▶ **Given instruction**
Repeat each line word for word.

Items from a data source:
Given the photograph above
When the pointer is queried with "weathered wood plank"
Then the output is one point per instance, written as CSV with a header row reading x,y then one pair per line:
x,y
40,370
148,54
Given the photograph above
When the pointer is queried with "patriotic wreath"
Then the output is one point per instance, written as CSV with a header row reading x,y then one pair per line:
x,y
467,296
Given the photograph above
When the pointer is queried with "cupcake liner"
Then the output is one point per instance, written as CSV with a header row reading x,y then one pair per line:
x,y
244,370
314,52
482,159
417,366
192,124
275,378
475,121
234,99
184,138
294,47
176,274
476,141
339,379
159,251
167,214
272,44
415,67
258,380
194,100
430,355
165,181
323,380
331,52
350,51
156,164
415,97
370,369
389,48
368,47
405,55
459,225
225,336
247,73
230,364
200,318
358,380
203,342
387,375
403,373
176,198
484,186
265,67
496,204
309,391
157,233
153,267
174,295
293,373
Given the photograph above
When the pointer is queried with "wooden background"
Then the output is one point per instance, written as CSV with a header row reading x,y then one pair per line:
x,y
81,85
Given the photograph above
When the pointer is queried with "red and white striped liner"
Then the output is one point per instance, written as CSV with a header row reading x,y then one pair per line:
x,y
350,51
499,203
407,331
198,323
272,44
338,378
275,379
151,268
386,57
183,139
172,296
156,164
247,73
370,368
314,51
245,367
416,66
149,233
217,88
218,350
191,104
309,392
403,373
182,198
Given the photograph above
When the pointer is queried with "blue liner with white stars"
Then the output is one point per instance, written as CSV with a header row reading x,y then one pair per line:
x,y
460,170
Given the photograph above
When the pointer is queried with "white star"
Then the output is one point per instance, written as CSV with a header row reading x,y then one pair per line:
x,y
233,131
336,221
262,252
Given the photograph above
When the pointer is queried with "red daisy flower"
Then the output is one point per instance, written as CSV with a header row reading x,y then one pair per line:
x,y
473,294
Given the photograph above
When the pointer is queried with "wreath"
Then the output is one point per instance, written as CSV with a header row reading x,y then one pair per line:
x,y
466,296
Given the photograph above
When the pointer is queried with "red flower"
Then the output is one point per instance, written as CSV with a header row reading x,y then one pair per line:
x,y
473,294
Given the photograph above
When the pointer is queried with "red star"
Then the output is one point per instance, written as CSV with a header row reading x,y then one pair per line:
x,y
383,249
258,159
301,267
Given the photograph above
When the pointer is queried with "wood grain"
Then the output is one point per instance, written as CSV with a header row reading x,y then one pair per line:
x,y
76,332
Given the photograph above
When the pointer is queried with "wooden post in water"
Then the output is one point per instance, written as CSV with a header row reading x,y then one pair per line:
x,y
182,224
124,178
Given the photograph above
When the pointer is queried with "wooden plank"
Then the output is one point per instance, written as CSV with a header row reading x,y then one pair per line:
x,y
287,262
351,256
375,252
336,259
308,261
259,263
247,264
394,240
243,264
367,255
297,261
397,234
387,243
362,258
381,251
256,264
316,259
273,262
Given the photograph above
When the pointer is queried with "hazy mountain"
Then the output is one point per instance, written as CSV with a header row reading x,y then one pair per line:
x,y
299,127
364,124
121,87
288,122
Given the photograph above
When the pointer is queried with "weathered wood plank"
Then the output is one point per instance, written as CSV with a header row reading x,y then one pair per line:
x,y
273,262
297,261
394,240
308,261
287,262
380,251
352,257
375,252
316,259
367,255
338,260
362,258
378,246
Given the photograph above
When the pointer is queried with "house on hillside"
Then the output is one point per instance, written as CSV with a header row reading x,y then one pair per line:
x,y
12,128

▶ **Final result**
Given the photograph above
When the pointer is queried with "weathered wood plank"
Then the output is one point per instance, written as CSV with a header row reading x,y then one pair per line:
x,y
40,370
148,54
Given the photograph above
When the pointer is queried with "patriotic wreath"
Then the output is one point per instance, written as CSV with a header row reading x,y then one pair per line:
x,y
467,296
Given the photograph above
When the pointer is queried with "cupcake liner"
Then the output is one point per instance, written as CSV with a header row reading x,y then one pair per line:
x,y
244,370
314,52
482,159
417,366
192,124
275,378
475,121
234,99
184,138
294,47
176,274
476,141
339,379
159,251
167,214
272,44
415,67
258,380
194,100
430,355
165,181
323,380
331,52
350,51
156,164
415,97
370,369
389,48
368,47
405,55
459,225
225,336
247,73
230,364
200,318
358,380
203,342
387,375
403,373
176,198
484,186
265,67
496,204
309,391
157,233
153,267
174,295
293,373
Given the photograph above
When the pointer is queried with "wooden background"
Then the output is one point per instance, written as CSV with a header row reading x,y then one pair per line:
x,y
81,85
Given the photograph above
When the pointer is queried with "red and white striped liner"
Then the output is one point per instance, written as CSV with a header row reading x,y then one pair per line:
x,y
350,51
499,203
407,331
198,323
272,44
338,378
275,379
151,268
386,57
183,139
172,296
156,164
247,73
370,368
314,51
245,367
416,66
149,233
217,88
218,350
191,104
309,392
403,373
182,198
Given the photograph above
When the pointer is queried with "blue liner with white stars"
Then the output is one point per instance, written as CSV with a header row reading x,y then one pair per line:
x,y
460,170
Given the photograph above
When the pointer is queried with "white star"
Then the output is one point per instance, written as CSV with a header row reading x,y then one pair per line:
x,y
233,131
336,221
262,252
Given the photograph above
When the pointer is queried with "red daisy flower"
Then the output is one point per instance, written as CSV with a header row reading x,y then one pair per line:
x,y
473,294
Given the photograph above
When the pointer is queried with "wreath"
Then the output is one point per instance, written as CSV with a header row reading x,y then one pair per line:
x,y
466,296
Given the photograph above
When the pointer is queried with "red flower"
Then the output is one point per instance, written as CSV with a header row reading x,y then one pair per line:
x,y
473,294
Given the photograph above
When the pointer is queried with "red star"
Then the output is one point per instance, written as CSV with a header row reading x,y then one pair per line:
x,y
383,249
258,159
301,267
Given the photograph above
When the pointer is queried with "wood grain"
Then the output is one point per instance, written as CSV with a header row reading x,y then one pair per line:
x,y
76,332
Given the photograph above
When the pointer is queried with "wooden post in water"
Then the output is one point per instance, written as CSV with a header row reading x,y then one pair per line:
x,y
182,224
124,178
Given the photograph above
When the pointer is queried with "wooden plank"
Then the output is one point per instance, written as CSV with a header row reading x,y then one pair per line:
x,y
287,262
351,256
375,252
336,259
308,261
259,263
247,264
394,240
243,264
367,255
297,261
397,234
387,243
362,258
381,251
256,264
316,259
273,262
Given the photograph above
When the pointer is queried with "hazy mountain"
Then the output is one point per instance, written as CSV with a header row reading x,y then one pair per line:
x,y
299,127
364,124
121,87
288,122
Given the photograph above
When the pointer is queried with "weathered wood plank"
Then the output is one point per instance, written as CSV with a header row reading x,y then one pair per line:
x,y
273,262
297,261
394,240
308,261
287,262
380,251
352,257
375,252
316,259
367,255
338,260
362,258
378,246
Given the photograph above
When the pointer is queried with "house on hillside"
Then the output is one point per instance, written as CSV with a header row reading x,y then one pair per line:
x,y
12,128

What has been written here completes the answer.